**** MATERIAL FOR THE TASK ****

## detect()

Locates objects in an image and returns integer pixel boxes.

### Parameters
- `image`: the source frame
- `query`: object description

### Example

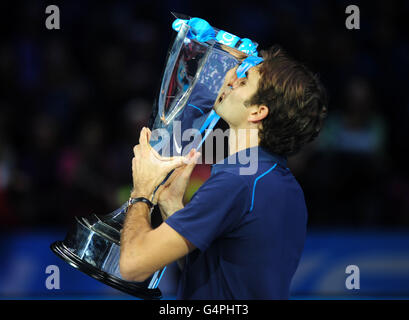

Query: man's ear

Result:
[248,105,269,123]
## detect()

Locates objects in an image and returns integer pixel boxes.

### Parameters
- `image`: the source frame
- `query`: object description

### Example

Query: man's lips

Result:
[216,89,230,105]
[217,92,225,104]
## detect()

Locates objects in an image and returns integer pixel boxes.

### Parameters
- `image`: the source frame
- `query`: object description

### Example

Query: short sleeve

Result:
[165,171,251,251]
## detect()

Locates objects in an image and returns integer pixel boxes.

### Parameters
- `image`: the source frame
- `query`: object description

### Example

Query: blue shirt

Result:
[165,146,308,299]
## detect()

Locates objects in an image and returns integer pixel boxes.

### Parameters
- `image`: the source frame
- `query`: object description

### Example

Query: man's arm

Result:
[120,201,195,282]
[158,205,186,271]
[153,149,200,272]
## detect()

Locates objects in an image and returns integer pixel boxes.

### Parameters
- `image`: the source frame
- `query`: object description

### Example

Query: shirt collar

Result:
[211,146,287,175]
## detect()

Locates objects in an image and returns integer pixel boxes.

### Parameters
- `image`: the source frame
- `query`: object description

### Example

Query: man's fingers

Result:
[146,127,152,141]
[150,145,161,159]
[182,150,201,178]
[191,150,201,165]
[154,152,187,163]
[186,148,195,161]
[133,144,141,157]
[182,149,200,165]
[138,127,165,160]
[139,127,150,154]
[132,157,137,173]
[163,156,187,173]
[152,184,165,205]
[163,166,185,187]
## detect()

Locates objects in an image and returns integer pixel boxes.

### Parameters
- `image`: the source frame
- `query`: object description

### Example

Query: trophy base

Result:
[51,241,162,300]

****
**** MATERIAL FOR THE TASK ****

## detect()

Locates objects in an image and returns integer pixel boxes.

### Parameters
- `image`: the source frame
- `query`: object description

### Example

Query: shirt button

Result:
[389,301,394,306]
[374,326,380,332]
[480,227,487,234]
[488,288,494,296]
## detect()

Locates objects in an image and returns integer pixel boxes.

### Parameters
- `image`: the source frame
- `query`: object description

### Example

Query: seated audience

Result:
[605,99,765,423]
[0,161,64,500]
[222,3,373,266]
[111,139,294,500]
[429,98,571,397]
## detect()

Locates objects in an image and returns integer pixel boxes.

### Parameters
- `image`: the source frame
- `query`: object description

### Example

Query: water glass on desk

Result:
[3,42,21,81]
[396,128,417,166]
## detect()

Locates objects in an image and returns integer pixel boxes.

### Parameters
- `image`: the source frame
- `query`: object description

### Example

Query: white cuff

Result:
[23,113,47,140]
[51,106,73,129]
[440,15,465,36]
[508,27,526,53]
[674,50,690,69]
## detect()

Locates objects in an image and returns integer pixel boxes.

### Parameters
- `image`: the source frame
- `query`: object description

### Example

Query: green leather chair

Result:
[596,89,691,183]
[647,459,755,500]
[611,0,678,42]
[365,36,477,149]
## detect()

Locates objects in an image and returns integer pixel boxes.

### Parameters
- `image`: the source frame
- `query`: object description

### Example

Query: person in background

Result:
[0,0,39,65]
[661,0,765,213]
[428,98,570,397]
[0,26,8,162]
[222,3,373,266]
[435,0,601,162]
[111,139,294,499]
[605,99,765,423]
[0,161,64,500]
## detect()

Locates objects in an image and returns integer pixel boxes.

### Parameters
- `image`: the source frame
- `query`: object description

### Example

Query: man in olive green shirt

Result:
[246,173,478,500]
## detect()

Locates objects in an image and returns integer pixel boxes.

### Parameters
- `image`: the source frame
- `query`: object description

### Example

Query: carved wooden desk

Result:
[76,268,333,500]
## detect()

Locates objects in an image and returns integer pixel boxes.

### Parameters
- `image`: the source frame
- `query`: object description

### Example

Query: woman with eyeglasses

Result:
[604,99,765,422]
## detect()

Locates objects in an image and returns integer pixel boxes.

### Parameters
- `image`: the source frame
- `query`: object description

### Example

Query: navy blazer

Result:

****

Find the word "shirt" in the data and show each line that holds it.

**RESPONSE**
Query: blue shirt
Query: shirt collar
Query: shirt button
Query: man in olive green shirt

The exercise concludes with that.